Request ▸ Copy out the vocabulary entry for 廃止 below, word for word and in full.

Provided text ▸

'''

廃止

Japanese JLPT N1 Vocabulary Japanese ★★★★ 4/5 formal はいしhaishi
Reading はいし
Romaji haishi
Kanji breakdown 廃 (hai) — abandon, discard; 止 (shi) — stop, cease
Pronunciation /ha.i.ɕi/

Meaning

Abolition; repeal; discontinuation. The formal ending or removal of a law, system, custom, or service.

A Sino-Japanese noun typically used with する to form the suru verb 廃止する. Commonly encountered in legal, governmental, and institutional contexts when a policy, regulation, or public facility is terminated. Stronger and more official than simply 終わり or 廃業; it implies deliberate institutional decision-making. The antonym is 制定 (establishment) for laws, or 存続 (continuation) for services.

Examples

  1. 市議会は老朽化を理由に市営バスの路線を廃止することを決議した。 The city council resolved to abolish the municipal bus routes on the grounds of deterioration.

'''

Data provided ▸
'''

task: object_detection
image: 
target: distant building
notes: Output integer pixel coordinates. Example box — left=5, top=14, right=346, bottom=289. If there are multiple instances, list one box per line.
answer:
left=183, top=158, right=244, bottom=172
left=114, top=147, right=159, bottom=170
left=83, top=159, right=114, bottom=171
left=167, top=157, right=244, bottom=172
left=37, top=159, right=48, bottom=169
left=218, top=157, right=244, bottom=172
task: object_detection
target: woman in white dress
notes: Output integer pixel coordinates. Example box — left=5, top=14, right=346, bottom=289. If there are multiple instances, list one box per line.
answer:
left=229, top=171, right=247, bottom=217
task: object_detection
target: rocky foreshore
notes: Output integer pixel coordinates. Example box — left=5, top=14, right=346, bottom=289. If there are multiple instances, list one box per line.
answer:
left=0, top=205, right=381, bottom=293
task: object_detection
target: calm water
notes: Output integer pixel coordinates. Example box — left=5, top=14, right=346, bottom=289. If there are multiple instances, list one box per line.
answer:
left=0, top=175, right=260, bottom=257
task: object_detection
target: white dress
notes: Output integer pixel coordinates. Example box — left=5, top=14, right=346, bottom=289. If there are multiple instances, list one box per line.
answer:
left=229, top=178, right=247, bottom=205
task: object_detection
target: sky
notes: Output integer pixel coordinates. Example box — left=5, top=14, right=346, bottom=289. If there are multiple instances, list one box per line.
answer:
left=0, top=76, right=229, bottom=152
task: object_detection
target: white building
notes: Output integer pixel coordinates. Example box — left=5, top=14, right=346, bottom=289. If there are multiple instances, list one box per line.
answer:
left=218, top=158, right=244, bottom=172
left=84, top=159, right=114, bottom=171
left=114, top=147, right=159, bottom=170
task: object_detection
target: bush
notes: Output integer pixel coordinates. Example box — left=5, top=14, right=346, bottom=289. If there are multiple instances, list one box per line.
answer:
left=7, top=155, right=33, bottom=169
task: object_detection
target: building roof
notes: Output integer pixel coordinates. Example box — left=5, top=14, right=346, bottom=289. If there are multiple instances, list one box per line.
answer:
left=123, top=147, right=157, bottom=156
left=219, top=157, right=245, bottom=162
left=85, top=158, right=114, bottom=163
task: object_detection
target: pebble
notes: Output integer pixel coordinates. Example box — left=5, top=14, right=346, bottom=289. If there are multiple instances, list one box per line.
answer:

'''

Expected answer ▸
廃止

Japanese JLPT N1 Vocabulary Japanese ★★★★ 4/5 formal はいしhaishi
Reading はいし
Romaji haishi
Kanji breakdown 廃 (hai) — abandon, discard; 止 (shi) — stop, cease
Pronunciation /ha.i.ɕi/

Meaning

Abolition; repeal; discontinuation. The formal ending or removal of a law, system, custom, or service.

A Sino-Japanese noun typically used with する to form the suru verb 廃止する. Commonly encountered in legal, governmental, and institutional contexts when a policy, regulation, or public facility is terminated. Stronger and more official than simply 終わり or 廃業; it implies deliberate institutional decision-making. The antonym is 制定 (establishment) for laws, or 存続 (continuation) for services.

Examples

  1. 市議会は老朽化を理由に市営バスの路線を廃止することを決議した。 The city council resolved to abolish the municipal bus routes on the grounds of deterioration.